» **AIM OF THE EXERCISE**: Count every line in the entries that holds the word "sloth". The reply is that count alone.

» **DATA SUPPLIED**:
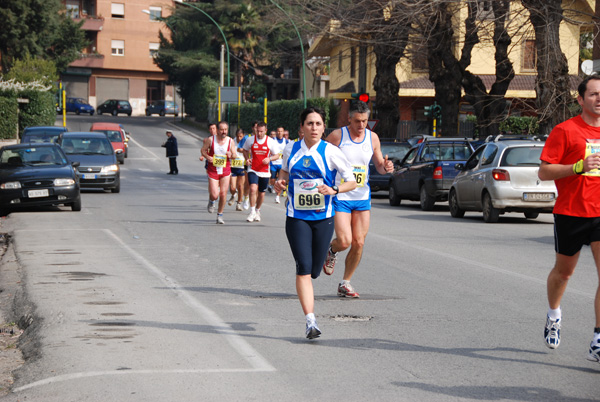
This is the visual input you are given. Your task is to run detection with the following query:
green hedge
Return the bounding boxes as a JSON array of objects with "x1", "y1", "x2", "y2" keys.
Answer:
[
  {"x1": 0, "y1": 96, "x2": 18, "y2": 140},
  {"x1": 228, "y1": 97, "x2": 332, "y2": 140},
  {"x1": 466, "y1": 115, "x2": 540, "y2": 137},
  {"x1": 0, "y1": 89, "x2": 55, "y2": 140}
]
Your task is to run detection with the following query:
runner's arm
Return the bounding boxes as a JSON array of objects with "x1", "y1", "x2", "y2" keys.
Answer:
[{"x1": 371, "y1": 133, "x2": 394, "y2": 174}]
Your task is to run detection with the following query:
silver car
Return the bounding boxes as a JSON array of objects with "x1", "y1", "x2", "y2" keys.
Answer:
[{"x1": 449, "y1": 140, "x2": 557, "y2": 223}]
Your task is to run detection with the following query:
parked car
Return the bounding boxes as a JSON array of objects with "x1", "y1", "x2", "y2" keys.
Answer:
[
  {"x1": 470, "y1": 133, "x2": 542, "y2": 151},
  {"x1": 145, "y1": 100, "x2": 179, "y2": 116},
  {"x1": 97, "y1": 99, "x2": 132, "y2": 116},
  {"x1": 449, "y1": 140, "x2": 556, "y2": 223},
  {"x1": 89, "y1": 122, "x2": 128, "y2": 164},
  {"x1": 388, "y1": 137, "x2": 474, "y2": 210},
  {"x1": 369, "y1": 141, "x2": 411, "y2": 192},
  {"x1": 57, "y1": 132, "x2": 120, "y2": 193},
  {"x1": 21, "y1": 126, "x2": 67, "y2": 144},
  {"x1": 63, "y1": 97, "x2": 95, "y2": 115},
  {"x1": 0, "y1": 143, "x2": 81, "y2": 215}
]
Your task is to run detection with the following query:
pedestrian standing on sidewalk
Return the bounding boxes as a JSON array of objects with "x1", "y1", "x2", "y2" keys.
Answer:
[
  {"x1": 538, "y1": 74, "x2": 600, "y2": 364},
  {"x1": 274, "y1": 107, "x2": 356, "y2": 339},
  {"x1": 162, "y1": 130, "x2": 178, "y2": 175}
]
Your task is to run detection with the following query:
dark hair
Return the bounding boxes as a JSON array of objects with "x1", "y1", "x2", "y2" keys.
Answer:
[
  {"x1": 349, "y1": 100, "x2": 370, "y2": 117},
  {"x1": 235, "y1": 128, "x2": 244, "y2": 135},
  {"x1": 578, "y1": 75, "x2": 600, "y2": 97},
  {"x1": 208, "y1": 123, "x2": 217, "y2": 129},
  {"x1": 300, "y1": 107, "x2": 325, "y2": 126},
  {"x1": 252, "y1": 120, "x2": 260, "y2": 127},
  {"x1": 257, "y1": 122, "x2": 267, "y2": 129}
]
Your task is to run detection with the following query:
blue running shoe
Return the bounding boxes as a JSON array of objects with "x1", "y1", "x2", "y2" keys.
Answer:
[
  {"x1": 544, "y1": 315, "x2": 561, "y2": 349},
  {"x1": 586, "y1": 339, "x2": 600, "y2": 363}
]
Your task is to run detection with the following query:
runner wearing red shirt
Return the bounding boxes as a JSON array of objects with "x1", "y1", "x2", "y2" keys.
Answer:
[{"x1": 539, "y1": 74, "x2": 600, "y2": 364}]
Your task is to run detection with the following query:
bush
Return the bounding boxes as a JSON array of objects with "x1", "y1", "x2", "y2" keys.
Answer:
[
  {"x1": 0, "y1": 96, "x2": 18, "y2": 140},
  {"x1": 186, "y1": 76, "x2": 218, "y2": 120},
  {"x1": 466, "y1": 115, "x2": 540, "y2": 137}
]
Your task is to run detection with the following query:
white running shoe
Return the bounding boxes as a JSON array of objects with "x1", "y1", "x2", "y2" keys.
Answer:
[
  {"x1": 254, "y1": 210, "x2": 261, "y2": 222},
  {"x1": 587, "y1": 338, "x2": 600, "y2": 363},
  {"x1": 242, "y1": 197, "x2": 250, "y2": 210},
  {"x1": 544, "y1": 315, "x2": 561, "y2": 349},
  {"x1": 305, "y1": 317, "x2": 321, "y2": 339},
  {"x1": 275, "y1": 195, "x2": 280, "y2": 204},
  {"x1": 228, "y1": 194, "x2": 236, "y2": 206},
  {"x1": 235, "y1": 202, "x2": 242, "y2": 211},
  {"x1": 216, "y1": 215, "x2": 225, "y2": 224},
  {"x1": 247, "y1": 210, "x2": 257, "y2": 222},
  {"x1": 207, "y1": 201, "x2": 215, "y2": 214}
]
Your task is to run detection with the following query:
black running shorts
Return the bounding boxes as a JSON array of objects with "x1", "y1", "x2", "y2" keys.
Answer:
[{"x1": 554, "y1": 214, "x2": 600, "y2": 256}]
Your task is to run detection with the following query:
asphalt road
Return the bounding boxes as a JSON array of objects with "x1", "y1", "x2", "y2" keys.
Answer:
[{"x1": 1, "y1": 114, "x2": 599, "y2": 401}]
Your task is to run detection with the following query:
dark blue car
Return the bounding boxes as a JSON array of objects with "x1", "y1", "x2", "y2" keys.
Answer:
[
  {"x1": 21, "y1": 126, "x2": 68, "y2": 144},
  {"x1": 64, "y1": 98, "x2": 95, "y2": 115}
]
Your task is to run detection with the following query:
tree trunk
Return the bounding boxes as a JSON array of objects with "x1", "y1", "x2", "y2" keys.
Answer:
[
  {"x1": 373, "y1": 47, "x2": 402, "y2": 139},
  {"x1": 521, "y1": 0, "x2": 571, "y2": 136},
  {"x1": 461, "y1": 0, "x2": 514, "y2": 139},
  {"x1": 426, "y1": 3, "x2": 462, "y2": 137}
]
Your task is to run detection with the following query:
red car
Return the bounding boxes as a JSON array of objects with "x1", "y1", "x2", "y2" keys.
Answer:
[{"x1": 89, "y1": 122, "x2": 128, "y2": 164}]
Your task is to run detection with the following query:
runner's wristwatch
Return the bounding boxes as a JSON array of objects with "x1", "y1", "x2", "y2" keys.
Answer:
[{"x1": 332, "y1": 185, "x2": 339, "y2": 194}]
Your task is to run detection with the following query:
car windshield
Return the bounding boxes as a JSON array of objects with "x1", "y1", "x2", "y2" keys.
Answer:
[
  {"x1": 61, "y1": 138, "x2": 113, "y2": 155},
  {"x1": 21, "y1": 133, "x2": 60, "y2": 143},
  {"x1": 97, "y1": 130, "x2": 122, "y2": 142},
  {"x1": 75, "y1": 99, "x2": 89, "y2": 105},
  {"x1": 380, "y1": 143, "x2": 410, "y2": 162},
  {"x1": 500, "y1": 146, "x2": 543, "y2": 166},
  {"x1": 0, "y1": 147, "x2": 67, "y2": 166},
  {"x1": 421, "y1": 143, "x2": 472, "y2": 161},
  {"x1": 118, "y1": 101, "x2": 130, "y2": 107}
]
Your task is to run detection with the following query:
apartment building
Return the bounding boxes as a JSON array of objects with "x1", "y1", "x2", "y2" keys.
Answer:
[{"x1": 61, "y1": 0, "x2": 175, "y2": 115}]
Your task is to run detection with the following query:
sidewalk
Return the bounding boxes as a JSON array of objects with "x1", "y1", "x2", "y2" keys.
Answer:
[{"x1": 166, "y1": 119, "x2": 209, "y2": 141}]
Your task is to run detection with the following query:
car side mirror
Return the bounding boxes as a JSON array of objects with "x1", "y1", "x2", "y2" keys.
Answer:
[
  {"x1": 454, "y1": 163, "x2": 464, "y2": 171},
  {"x1": 71, "y1": 161, "x2": 80, "y2": 168}
]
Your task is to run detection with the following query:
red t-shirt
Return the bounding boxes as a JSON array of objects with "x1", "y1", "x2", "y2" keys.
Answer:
[{"x1": 540, "y1": 115, "x2": 600, "y2": 217}]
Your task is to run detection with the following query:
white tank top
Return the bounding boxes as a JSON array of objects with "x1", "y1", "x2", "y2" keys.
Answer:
[{"x1": 335, "y1": 126, "x2": 373, "y2": 201}]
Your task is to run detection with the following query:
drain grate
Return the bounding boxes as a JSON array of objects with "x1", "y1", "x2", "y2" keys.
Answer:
[{"x1": 330, "y1": 315, "x2": 373, "y2": 322}]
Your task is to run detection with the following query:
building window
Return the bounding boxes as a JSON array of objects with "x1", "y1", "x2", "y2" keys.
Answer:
[
  {"x1": 149, "y1": 6, "x2": 162, "y2": 21},
  {"x1": 476, "y1": 1, "x2": 494, "y2": 20},
  {"x1": 350, "y1": 47, "x2": 356, "y2": 78},
  {"x1": 111, "y1": 40, "x2": 125, "y2": 56},
  {"x1": 338, "y1": 50, "x2": 343, "y2": 72},
  {"x1": 149, "y1": 42, "x2": 159, "y2": 58},
  {"x1": 66, "y1": 0, "x2": 80, "y2": 18},
  {"x1": 522, "y1": 39, "x2": 536, "y2": 71},
  {"x1": 111, "y1": 3, "x2": 125, "y2": 19}
]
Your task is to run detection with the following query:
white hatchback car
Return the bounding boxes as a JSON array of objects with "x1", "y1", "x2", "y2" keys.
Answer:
[{"x1": 449, "y1": 139, "x2": 557, "y2": 223}]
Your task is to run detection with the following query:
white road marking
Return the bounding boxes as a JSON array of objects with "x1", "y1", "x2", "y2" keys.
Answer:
[{"x1": 12, "y1": 228, "x2": 275, "y2": 392}]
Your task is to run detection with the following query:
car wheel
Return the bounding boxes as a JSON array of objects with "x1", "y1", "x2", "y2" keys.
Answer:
[
  {"x1": 111, "y1": 184, "x2": 121, "y2": 193},
  {"x1": 98, "y1": 109, "x2": 102, "y2": 115},
  {"x1": 449, "y1": 188, "x2": 465, "y2": 218},
  {"x1": 127, "y1": 113, "x2": 132, "y2": 116},
  {"x1": 112, "y1": 109, "x2": 118, "y2": 116},
  {"x1": 90, "y1": 111, "x2": 94, "y2": 116},
  {"x1": 71, "y1": 196, "x2": 82, "y2": 212},
  {"x1": 389, "y1": 184, "x2": 401, "y2": 206},
  {"x1": 524, "y1": 211, "x2": 539, "y2": 219},
  {"x1": 174, "y1": 113, "x2": 179, "y2": 117},
  {"x1": 75, "y1": 109, "x2": 80, "y2": 115},
  {"x1": 482, "y1": 192, "x2": 500, "y2": 223},
  {"x1": 146, "y1": 110, "x2": 151, "y2": 116},
  {"x1": 419, "y1": 185, "x2": 435, "y2": 211},
  {"x1": 159, "y1": 110, "x2": 165, "y2": 116}
]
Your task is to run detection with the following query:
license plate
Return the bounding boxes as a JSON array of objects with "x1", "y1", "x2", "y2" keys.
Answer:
[
  {"x1": 83, "y1": 173, "x2": 96, "y2": 179},
  {"x1": 28, "y1": 189, "x2": 49, "y2": 198},
  {"x1": 523, "y1": 192, "x2": 554, "y2": 202}
]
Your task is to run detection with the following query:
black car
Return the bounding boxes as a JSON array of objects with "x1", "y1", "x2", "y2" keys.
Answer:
[
  {"x1": 369, "y1": 141, "x2": 411, "y2": 192},
  {"x1": 57, "y1": 132, "x2": 120, "y2": 193},
  {"x1": 97, "y1": 99, "x2": 132, "y2": 116},
  {"x1": 21, "y1": 126, "x2": 68, "y2": 144},
  {"x1": 0, "y1": 143, "x2": 81, "y2": 215}
]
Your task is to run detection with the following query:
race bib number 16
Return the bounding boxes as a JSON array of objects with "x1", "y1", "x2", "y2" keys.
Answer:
[{"x1": 294, "y1": 178, "x2": 324, "y2": 210}]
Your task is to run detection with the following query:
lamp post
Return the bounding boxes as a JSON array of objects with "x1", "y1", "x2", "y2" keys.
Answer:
[
  {"x1": 268, "y1": 0, "x2": 306, "y2": 107},
  {"x1": 173, "y1": 0, "x2": 230, "y2": 87}
]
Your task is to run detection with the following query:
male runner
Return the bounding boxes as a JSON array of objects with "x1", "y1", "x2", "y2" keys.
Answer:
[
  {"x1": 200, "y1": 121, "x2": 237, "y2": 224},
  {"x1": 323, "y1": 101, "x2": 393, "y2": 297},
  {"x1": 538, "y1": 74, "x2": 600, "y2": 364},
  {"x1": 241, "y1": 121, "x2": 259, "y2": 210},
  {"x1": 269, "y1": 126, "x2": 288, "y2": 203},
  {"x1": 243, "y1": 122, "x2": 279, "y2": 222}
]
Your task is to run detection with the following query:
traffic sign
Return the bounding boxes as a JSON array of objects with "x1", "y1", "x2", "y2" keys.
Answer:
[{"x1": 367, "y1": 120, "x2": 379, "y2": 130}]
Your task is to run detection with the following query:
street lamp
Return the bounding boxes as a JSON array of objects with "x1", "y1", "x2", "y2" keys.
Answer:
[
  {"x1": 268, "y1": 0, "x2": 306, "y2": 108},
  {"x1": 173, "y1": 0, "x2": 230, "y2": 87}
]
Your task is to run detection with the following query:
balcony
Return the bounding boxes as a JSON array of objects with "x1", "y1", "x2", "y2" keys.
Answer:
[
  {"x1": 70, "y1": 53, "x2": 104, "y2": 68},
  {"x1": 74, "y1": 16, "x2": 104, "y2": 31}
]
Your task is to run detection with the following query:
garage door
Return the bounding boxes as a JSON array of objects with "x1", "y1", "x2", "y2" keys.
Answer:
[
  {"x1": 96, "y1": 78, "x2": 129, "y2": 105},
  {"x1": 62, "y1": 75, "x2": 89, "y2": 99}
]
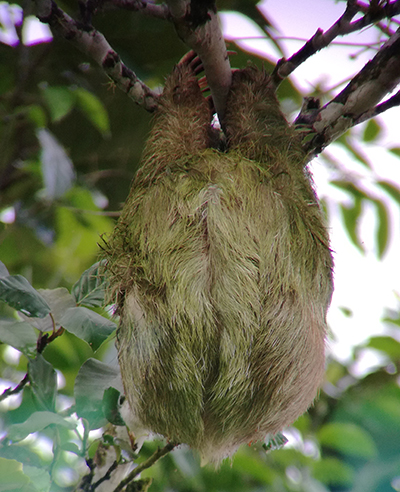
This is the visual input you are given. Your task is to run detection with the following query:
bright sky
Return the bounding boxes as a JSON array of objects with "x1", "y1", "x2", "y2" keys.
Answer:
[{"x1": 221, "y1": 0, "x2": 400, "y2": 369}]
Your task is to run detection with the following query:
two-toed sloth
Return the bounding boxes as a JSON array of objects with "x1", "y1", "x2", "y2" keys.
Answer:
[{"x1": 104, "y1": 58, "x2": 333, "y2": 464}]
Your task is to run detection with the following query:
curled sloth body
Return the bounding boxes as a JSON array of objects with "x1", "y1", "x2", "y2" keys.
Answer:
[{"x1": 105, "y1": 62, "x2": 333, "y2": 464}]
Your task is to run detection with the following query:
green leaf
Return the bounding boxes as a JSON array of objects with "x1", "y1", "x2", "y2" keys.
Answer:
[
  {"x1": 7, "y1": 411, "x2": 76, "y2": 442},
  {"x1": 388, "y1": 146, "x2": 400, "y2": 158},
  {"x1": 372, "y1": 198, "x2": 389, "y2": 258},
  {"x1": 60, "y1": 442, "x2": 81, "y2": 455},
  {"x1": 339, "y1": 306, "x2": 353, "y2": 317},
  {"x1": 231, "y1": 452, "x2": 274, "y2": 484},
  {"x1": 365, "y1": 336, "x2": 400, "y2": 359},
  {"x1": 19, "y1": 287, "x2": 76, "y2": 332},
  {"x1": 0, "y1": 276, "x2": 51, "y2": 318},
  {"x1": 313, "y1": 457, "x2": 354, "y2": 486},
  {"x1": 72, "y1": 261, "x2": 106, "y2": 308},
  {"x1": 0, "y1": 260, "x2": 9, "y2": 277},
  {"x1": 0, "y1": 458, "x2": 30, "y2": 491},
  {"x1": 74, "y1": 358, "x2": 123, "y2": 429},
  {"x1": 27, "y1": 104, "x2": 47, "y2": 128},
  {"x1": 22, "y1": 466, "x2": 51, "y2": 492},
  {"x1": 36, "y1": 128, "x2": 76, "y2": 200},
  {"x1": 41, "y1": 85, "x2": 75, "y2": 122},
  {"x1": 0, "y1": 321, "x2": 37, "y2": 357},
  {"x1": 74, "y1": 88, "x2": 110, "y2": 136},
  {"x1": 383, "y1": 313, "x2": 400, "y2": 327},
  {"x1": 60, "y1": 306, "x2": 116, "y2": 351},
  {"x1": 330, "y1": 180, "x2": 368, "y2": 199},
  {"x1": 337, "y1": 137, "x2": 370, "y2": 168},
  {"x1": 103, "y1": 387, "x2": 126, "y2": 426},
  {"x1": 339, "y1": 199, "x2": 364, "y2": 253},
  {"x1": 28, "y1": 355, "x2": 57, "y2": 411},
  {"x1": 317, "y1": 422, "x2": 377, "y2": 459},
  {"x1": 362, "y1": 119, "x2": 381, "y2": 143},
  {"x1": 377, "y1": 180, "x2": 400, "y2": 205}
]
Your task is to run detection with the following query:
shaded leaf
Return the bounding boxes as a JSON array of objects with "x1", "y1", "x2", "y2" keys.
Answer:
[
  {"x1": 330, "y1": 180, "x2": 368, "y2": 199},
  {"x1": 0, "y1": 457, "x2": 30, "y2": 491},
  {"x1": 74, "y1": 88, "x2": 110, "y2": 136},
  {"x1": 0, "y1": 276, "x2": 51, "y2": 318},
  {"x1": 231, "y1": 452, "x2": 274, "y2": 484},
  {"x1": 313, "y1": 457, "x2": 354, "y2": 486},
  {"x1": 383, "y1": 313, "x2": 400, "y2": 327},
  {"x1": 362, "y1": 119, "x2": 381, "y2": 143},
  {"x1": 0, "y1": 260, "x2": 9, "y2": 278},
  {"x1": 36, "y1": 128, "x2": 76, "y2": 200},
  {"x1": 28, "y1": 355, "x2": 57, "y2": 411},
  {"x1": 0, "y1": 320, "x2": 37, "y2": 357},
  {"x1": 339, "y1": 306, "x2": 353, "y2": 317},
  {"x1": 317, "y1": 422, "x2": 377, "y2": 459},
  {"x1": 19, "y1": 288, "x2": 76, "y2": 332},
  {"x1": 23, "y1": 465, "x2": 51, "y2": 492},
  {"x1": 337, "y1": 137, "x2": 370, "y2": 167},
  {"x1": 103, "y1": 387, "x2": 126, "y2": 426},
  {"x1": 377, "y1": 180, "x2": 400, "y2": 205},
  {"x1": 41, "y1": 85, "x2": 75, "y2": 122},
  {"x1": 72, "y1": 261, "x2": 106, "y2": 308},
  {"x1": 60, "y1": 442, "x2": 81, "y2": 455},
  {"x1": 60, "y1": 306, "x2": 116, "y2": 351},
  {"x1": 27, "y1": 104, "x2": 47, "y2": 128},
  {"x1": 372, "y1": 198, "x2": 389, "y2": 258},
  {"x1": 388, "y1": 146, "x2": 400, "y2": 158},
  {"x1": 7, "y1": 411, "x2": 76, "y2": 442},
  {"x1": 339, "y1": 199, "x2": 364, "y2": 253},
  {"x1": 365, "y1": 336, "x2": 400, "y2": 360},
  {"x1": 74, "y1": 358, "x2": 123, "y2": 429}
]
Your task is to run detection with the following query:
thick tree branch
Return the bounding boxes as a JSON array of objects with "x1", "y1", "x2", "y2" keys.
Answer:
[
  {"x1": 34, "y1": 0, "x2": 159, "y2": 111},
  {"x1": 298, "y1": 28, "x2": 400, "y2": 158},
  {"x1": 107, "y1": 0, "x2": 169, "y2": 19},
  {"x1": 166, "y1": 0, "x2": 232, "y2": 123}
]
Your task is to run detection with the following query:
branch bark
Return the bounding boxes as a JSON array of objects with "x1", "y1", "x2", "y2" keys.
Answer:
[
  {"x1": 166, "y1": 0, "x2": 232, "y2": 123},
  {"x1": 298, "y1": 27, "x2": 400, "y2": 158},
  {"x1": 272, "y1": 0, "x2": 400, "y2": 87},
  {"x1": 34, "y1": 0, "x2": 159, "y2": 112}
]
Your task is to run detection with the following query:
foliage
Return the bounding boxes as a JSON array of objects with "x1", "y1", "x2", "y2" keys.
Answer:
[{"x1": 1, "y1": 1, "x2": 400, "y2": 491}]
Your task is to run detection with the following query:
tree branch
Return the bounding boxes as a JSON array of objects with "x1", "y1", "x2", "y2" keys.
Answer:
[
  {"x1": 166, "y1": 0, "x2": 232, "y2": 123},
  {"x1": 298, "y1": 28, "x2": 400, "y2": 158},
  {"x1": 107, "y1": 0, "x2": 169, "y2": 19},
  {"x1": 34, "y1": 0, "x2": 159, "y2": 112},
  {"x1": 272, "y1": 0, "x2": 400, "y2": 87}
]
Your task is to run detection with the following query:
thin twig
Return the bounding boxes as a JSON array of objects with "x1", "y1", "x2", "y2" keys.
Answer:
[
  {"x1": 92, "y1": 460, "x2": 118, "y2": 490},
  {"x1": 0, "y1": 325, "x2": 65, "y2": 403},
  {"x1": 112, "y1": 442, "x2": 178, "y2": 492},
  {"x1": 272, "y1": 0, "x2": 400, "y2": 87},
  {"x1": 0, "y1": 374, "x2": 29, "y2": 402}
]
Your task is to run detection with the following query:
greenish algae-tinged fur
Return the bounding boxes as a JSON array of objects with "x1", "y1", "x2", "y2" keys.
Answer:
[{"x1": 104, "y1": 65, "x2": 333, "y2": 463}]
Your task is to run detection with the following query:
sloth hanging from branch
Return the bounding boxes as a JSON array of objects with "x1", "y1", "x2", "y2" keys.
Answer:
[{"x1": 34, "y1": 0, "x2": 400, "y2": 472}]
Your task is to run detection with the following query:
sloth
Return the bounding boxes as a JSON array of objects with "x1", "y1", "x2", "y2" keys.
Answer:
[{"x1": 103, "y1": 56, "x2": 334, "y2": 464}]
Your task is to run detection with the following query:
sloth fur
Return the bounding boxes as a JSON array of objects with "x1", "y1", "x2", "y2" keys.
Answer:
[{"x1": 104, "y1": 62, "x2": 334, "y2": 464}]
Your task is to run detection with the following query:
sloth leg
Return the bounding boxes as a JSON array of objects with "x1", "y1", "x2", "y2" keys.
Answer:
[
  {"x1": 223, "y1": 66, "x2": 296, "y2": 161},
  {"x1": 141, "y1": 52, "x2": 212, "y2": 166}
]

» **ANSWER TO THE PROBLEM**: 6